[DATA SUPPLIED]
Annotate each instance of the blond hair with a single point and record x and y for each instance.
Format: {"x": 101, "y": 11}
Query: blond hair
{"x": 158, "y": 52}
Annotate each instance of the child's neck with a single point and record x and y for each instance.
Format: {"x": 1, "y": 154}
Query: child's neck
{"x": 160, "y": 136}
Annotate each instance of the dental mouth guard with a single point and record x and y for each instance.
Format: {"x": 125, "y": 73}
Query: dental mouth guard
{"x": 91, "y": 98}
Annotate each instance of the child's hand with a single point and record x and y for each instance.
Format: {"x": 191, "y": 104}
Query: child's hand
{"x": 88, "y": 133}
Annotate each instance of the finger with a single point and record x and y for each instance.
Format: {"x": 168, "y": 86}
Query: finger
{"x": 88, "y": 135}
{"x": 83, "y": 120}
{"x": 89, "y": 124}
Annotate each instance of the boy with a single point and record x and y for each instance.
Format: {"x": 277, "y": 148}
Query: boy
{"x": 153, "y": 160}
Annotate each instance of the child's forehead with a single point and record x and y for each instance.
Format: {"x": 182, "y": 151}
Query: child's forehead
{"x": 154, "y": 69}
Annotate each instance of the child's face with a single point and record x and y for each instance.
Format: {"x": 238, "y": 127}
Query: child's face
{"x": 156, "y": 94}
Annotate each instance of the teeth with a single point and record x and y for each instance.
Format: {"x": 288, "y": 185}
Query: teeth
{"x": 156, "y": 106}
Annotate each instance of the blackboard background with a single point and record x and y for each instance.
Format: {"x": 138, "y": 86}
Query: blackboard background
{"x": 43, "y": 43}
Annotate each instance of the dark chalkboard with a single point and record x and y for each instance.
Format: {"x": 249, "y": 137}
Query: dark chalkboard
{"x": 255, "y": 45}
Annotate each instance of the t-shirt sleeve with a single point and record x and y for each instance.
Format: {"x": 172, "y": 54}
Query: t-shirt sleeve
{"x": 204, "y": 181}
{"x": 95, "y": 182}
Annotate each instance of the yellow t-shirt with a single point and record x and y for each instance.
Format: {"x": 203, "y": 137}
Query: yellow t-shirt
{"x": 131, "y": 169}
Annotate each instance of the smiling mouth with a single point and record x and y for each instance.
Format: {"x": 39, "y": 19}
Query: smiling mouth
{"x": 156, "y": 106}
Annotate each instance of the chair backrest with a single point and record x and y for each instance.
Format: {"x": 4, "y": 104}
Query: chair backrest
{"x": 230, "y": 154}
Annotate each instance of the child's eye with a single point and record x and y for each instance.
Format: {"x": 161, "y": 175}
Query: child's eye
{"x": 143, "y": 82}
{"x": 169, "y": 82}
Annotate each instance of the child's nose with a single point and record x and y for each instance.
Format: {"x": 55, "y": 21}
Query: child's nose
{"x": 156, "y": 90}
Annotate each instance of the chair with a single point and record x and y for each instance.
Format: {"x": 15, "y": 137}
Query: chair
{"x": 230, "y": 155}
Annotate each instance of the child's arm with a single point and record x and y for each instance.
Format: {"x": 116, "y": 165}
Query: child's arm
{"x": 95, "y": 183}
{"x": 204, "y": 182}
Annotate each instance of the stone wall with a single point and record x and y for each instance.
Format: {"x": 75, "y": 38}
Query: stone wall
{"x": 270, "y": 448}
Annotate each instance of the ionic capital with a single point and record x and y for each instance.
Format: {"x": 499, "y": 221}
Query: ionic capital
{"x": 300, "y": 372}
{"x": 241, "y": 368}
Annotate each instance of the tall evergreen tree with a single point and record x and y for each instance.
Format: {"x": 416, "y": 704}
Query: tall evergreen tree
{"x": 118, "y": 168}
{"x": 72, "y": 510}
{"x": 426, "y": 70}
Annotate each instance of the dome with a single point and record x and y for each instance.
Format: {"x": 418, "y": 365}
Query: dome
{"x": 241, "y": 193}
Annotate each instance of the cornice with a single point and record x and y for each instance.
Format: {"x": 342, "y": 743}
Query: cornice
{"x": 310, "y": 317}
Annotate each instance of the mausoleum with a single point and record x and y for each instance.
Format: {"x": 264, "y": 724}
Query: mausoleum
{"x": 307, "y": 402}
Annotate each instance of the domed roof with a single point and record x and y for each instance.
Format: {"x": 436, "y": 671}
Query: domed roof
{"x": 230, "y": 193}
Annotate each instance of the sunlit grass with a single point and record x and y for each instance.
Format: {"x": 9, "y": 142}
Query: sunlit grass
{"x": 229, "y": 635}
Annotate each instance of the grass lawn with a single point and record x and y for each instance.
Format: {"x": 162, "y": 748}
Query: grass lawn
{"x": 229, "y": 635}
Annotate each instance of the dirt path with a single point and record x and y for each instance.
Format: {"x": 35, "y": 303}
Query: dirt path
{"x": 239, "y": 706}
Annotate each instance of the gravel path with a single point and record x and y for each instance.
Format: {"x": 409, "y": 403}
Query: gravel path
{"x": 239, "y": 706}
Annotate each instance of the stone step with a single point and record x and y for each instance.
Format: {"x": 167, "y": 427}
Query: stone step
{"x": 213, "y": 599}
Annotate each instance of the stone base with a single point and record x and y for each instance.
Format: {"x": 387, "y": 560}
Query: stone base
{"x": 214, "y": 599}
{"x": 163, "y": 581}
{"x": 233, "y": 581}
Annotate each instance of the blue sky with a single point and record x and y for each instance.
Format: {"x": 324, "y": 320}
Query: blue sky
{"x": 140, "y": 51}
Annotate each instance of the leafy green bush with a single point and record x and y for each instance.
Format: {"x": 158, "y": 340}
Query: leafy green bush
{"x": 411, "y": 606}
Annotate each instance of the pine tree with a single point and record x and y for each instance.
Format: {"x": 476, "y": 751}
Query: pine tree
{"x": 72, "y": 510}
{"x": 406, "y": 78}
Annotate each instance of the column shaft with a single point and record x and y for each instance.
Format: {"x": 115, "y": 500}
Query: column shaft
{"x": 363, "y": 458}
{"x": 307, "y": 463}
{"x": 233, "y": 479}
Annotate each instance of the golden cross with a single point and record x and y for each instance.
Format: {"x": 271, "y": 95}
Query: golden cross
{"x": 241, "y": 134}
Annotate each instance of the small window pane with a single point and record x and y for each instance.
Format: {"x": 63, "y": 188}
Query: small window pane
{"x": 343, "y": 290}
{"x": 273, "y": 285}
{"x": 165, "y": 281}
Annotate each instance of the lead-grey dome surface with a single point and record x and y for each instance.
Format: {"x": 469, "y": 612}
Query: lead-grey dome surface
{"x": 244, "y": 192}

[AIM]
Lines from the one containing "Annotate each instance of the golden" through the final line are to be given again verbatim, with nothing before or after.

[WRITTEN ANSWER]
Annotate each instance of the golden cross with a single point and record x and y for each instance.
Format: {"x": 271, "y": 95}
Query: golden cross
{"x": 241, "y": 134}
Annotate each instance of the small window pane with a single point and record x and y for each instance.
Format: {"x": 63, "y": 188}
Query: small window pane
{"x": 343, "y": 290}
{"x": 273, "y": 285}
{"x": 165, "y": 281}
Annotate each instance of the lead-grey dome surface with a single point and record x and y for each instance.
Format: {"x": 469, "y": 612}
Query: lead-grey dome surface
{"x": 244, "y": 192}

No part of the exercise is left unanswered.